Render every line of the records below as a Markdown table with the columns Row and Line, numbering each non-blank line in order and skipping blank lines. Leave the pictures out of the table.

________________

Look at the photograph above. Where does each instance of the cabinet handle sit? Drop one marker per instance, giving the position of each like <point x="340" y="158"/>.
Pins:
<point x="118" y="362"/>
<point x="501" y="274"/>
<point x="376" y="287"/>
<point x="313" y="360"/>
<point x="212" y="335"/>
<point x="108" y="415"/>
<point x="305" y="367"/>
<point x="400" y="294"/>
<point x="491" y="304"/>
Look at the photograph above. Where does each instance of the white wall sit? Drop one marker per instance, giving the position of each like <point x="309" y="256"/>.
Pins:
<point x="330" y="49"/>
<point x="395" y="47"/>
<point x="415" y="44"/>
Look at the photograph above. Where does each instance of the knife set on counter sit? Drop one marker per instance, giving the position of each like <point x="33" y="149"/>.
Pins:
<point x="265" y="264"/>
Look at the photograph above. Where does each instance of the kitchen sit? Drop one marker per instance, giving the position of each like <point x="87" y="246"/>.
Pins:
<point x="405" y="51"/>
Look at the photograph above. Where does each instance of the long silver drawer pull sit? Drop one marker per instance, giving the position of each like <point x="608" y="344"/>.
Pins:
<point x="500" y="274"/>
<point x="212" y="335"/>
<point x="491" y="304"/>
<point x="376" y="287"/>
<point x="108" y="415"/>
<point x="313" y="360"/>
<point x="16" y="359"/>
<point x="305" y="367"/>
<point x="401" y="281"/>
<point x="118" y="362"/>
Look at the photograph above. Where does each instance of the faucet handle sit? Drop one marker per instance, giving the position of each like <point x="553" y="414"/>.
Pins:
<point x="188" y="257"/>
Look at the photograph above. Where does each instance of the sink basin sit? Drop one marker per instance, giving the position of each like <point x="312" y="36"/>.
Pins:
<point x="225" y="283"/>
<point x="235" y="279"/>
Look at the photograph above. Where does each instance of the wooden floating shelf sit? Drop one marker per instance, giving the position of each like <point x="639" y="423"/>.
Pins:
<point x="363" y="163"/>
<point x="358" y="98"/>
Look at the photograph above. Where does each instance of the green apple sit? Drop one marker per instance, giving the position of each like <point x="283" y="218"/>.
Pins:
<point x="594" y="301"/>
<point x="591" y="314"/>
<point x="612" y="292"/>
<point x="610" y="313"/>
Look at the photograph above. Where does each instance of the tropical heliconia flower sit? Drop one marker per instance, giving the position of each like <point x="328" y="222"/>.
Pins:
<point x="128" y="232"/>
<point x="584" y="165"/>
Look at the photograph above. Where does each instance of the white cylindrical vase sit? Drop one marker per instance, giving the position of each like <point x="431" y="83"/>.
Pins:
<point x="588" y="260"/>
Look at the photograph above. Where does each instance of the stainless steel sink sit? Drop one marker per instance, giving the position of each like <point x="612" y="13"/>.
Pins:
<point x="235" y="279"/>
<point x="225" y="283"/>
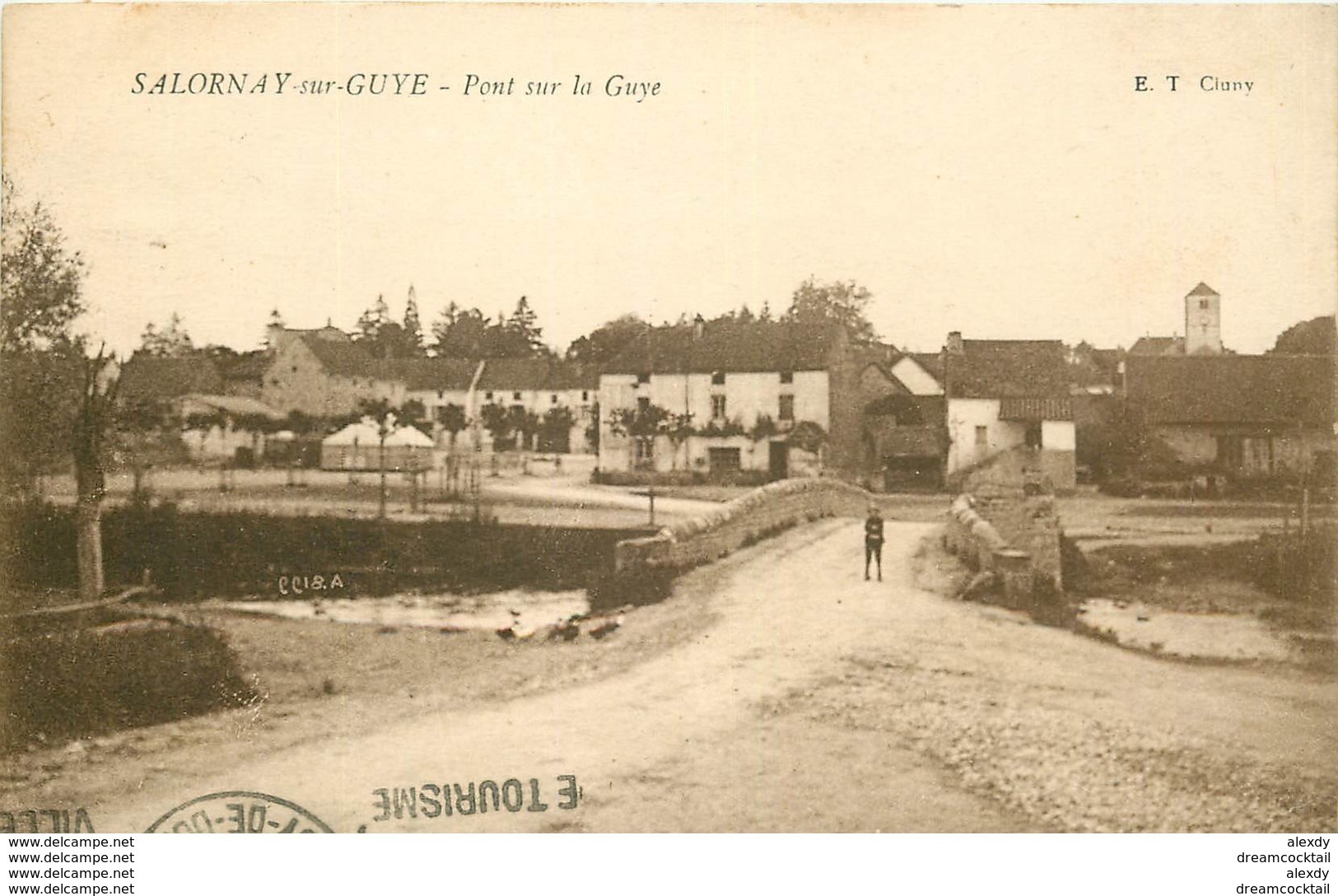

________________

**Problem solution:**
| Row | Line |
|---|---|
| 1 | Look at the photograph above. Where does each instance of the cabinet handle sit? Drop one marker per instance, giving the position of each like <point x="340" y="158"/>. |
| 2 | Pins: |
| 3 | <point x="118" y="362"/> |
| 4 | <point x="501" y="274"/> |
| 5 | <point x="376" y="287"/> |
| 6 | <point x="313" y="360"/> |
| 7 | <point x="212" y="335"/> |
| 8 | <point x="108" y="415"/> |
| 9 | <point x="305" y="367"/> |
| 10 | <point x="400" y="294"/> |
| 11 | <point x="491" y="304"/> |
| 12 | Look at the photograph above. Where does each instance of the white wall sit? Drop one marker per instance, giving the position of each like <point x="309" y="256"/>. |
| 13 | Pins: |
| 14 | <point x="330" y="49"/> |
| 15 | <point x="395" y="47"/> |
| 16 | <point x="415" y="44"/> |
| 17 | Look at the photograph above. Where does each instance of the knife set on counter sit? Drop one marker per instance, giving the position of each like <point x="33" y="149"/>. |
| 18 | Pins: |
| 19 | <point x="265" y="264"/> |
| 20 | Look at the photograph above. Where does each instance of the kitchen sit? Drop one marker per instance, giving the position of each like <point x="87" y="246"/>. |
| 21 | Pins: |
| 22 | <point x="405" y="51"/> |
| 23 | Look at the photograph above. Where does each instance of the long silver drawer pull sit? Drop one marker per instance, giving the position of each like <point x="608" y="344"/>. |
| 24 | Pins: |
| 25 | <point x="500" y="274"/> |
| 26 | <point x="212" y="335"/> |
| 27 | <point x="491" y="304"/> |
| 28 | <point x="376" y="287"/> |
| 29 | <point x="108" y="415"/> |
| 30 | <point x="313" y="360"/> |
| 31 | <point x="16" y="359"/> |
| 32 | <point x="305" y="367"/> |
| 33 | <point x="401" y="281"/> |
| 34 | <point x="118" y="362"/> |
| 35 | Look at the photograph above. Where does each instance of the faucet handle sit? Drop one marker per instance, giving the position of each like <point x="553" y="414"/>. |
| 36 | Pins: |
| 37 | <point x="188" y="257"/> |
| 38 | Look at the photograph above. Where does each instance of the sink basin sit? Drop one marker per instance, giving the position of each like <point x="312" y="36"/>. |
| 39 | Pins: |
| 40 | <point x="225" y="283"/> |
| 41 | <point x="235" y="279"/> |
| 42 | Look at the photograph above. Where does each instance of the wooden floating shelf sit? Drop one marker per instance, giving the position of each like <point x="639" y="423"/>. |
| 43 | Pins: |
| 44 | <point x="363" y="163"/> |
| 45 | <point x="358" y="98"/> |
| 46 | Look at the photograph above. Where does each instance of the green apple sit? Drop one marker per instance, giving the position of each like <point x="283" y="218"/>. |
| 47 | Pins: |
| 48 | <point x="594" y="301"/> |
| 49 | <point x="591" y="314"/> |
| 50 | <point x="612" y="292"/> |
| 51 | <point x="610" y="313"/> |
| 52 | Look at the photograph above. Where does each instance of the tropical heliconia flower sit? Drop one marker per instance, giving the position of each like <point x="328" y="222"/>. |
| 53 | Pins: |
| 54 | <point x="128" y="232"/> |
| 55 | <point x="584" y="165"/> |
| 56 | Look at the photograph above. Where does each instance of the white cylindrical vase sit? Drop one marker per instance, giving the position of each like <point x="431" y="83"/>. |
| 57 | Pins: |
| 58 | <point x="588" y="260"/> |
| 59 | Look at the photograph above. Where does each instance of the stainless steel sink sit? Drop one marker per instance, giving the position of each like <point x="612" y="13"/>. |
| 60 | Pins: |
| 61 | <point x="235" y="279"/> |
| 62 | <point x="225" y="283"/> |